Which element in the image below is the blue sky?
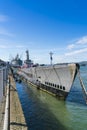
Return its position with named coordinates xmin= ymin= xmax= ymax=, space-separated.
xmin=0 ymin=0 xmax=87 ymax=64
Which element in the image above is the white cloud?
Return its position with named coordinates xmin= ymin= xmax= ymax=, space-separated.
xmin=0 ymin=28 xmax=14 ymax=37
xmin=0 ymin=45 xmax=8 ymax=49
xmin=65 ymin=48 xmax=87 ymax=56
xmin=0 ymin=14 xmax=8 ymax=22
xmin=76 ymin=36 xmax=87 ymax=44
xmin=67 ymin=44 xmax=75 ymax=50
xmin=15 ymin=45 xmax=25 ymax=48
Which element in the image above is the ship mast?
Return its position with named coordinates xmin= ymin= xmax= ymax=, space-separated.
xmin=26 ymin=50 xmax=29 ymax=61
xmin=49 ymin=52 xmax=53 ymax=65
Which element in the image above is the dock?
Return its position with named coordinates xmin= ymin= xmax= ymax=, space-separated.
xmin=10 ymin=76 xmax=27 ymax=130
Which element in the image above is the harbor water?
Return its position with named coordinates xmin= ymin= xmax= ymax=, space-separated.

----

▶ **Given exercise**
Rewrite the entries above as a Markdown table with the columns "Row" and "Line," numbering each line and leaving out blank lines. Omit the pictures.

▶ **Exercise response**
| Row | Line |
|---|---|
| 1 | Which element in the image below is the blue sky? |
| 2 | Return its position with named coordinates xmin= ymin= xmax= ymax=, space-separated. |
| 3 | xmin=0 ymin=0 xmax=87 ymax=64 |
| 4 | Which element in the image above is the white cloud? |
| 5 | Return its position with named coordinates xmin= ymin= xmax= ymax=, space-separated. |
| 6 | xmin=0 ymin=28 xmax=14 ymax=37 |
| 7 | xmin=0 ymin=45 xmax=8 ymax=49 |
| 8 | xmin=65 ymin=48 xmax=87 ymax=56 |
| 9 | xmin=0 ymin=14 xmax=8 ymax=22 |
| 10 | xmin=76 ymin=36 xmax=87 ymax=44 |
| 11 | xmin=67 ymin=44 xmax=75 ymax=50 |
| 12 | xmin=15 ymin=45 xmax=25 ymax=48 |
| 13 | Which element in the image above is the ship mast? |
| 14 | Return its position with named coordinates xmin= ymin= xmax= ymax=, space-separated. |
| 15 | xmin=26 ymin=50 xmax=29 ymax=61 |
| 16 | xmin=49 ymin=52 xmax=53 ymax=65 |
| 17 | Which element in the image above is the dock? |
| 18 | Return its position with named coordinates xmin= ymin= xmax= ymax=, space-separated. |
| 19 | xmin=10 ymin=76 xmax=27 ymax=130 |
| 20 | Which element in the image above is the harbor water? |
| 21 | Return its position with named coordinates xmin= ymin= xmax= ymax=, space-separated. |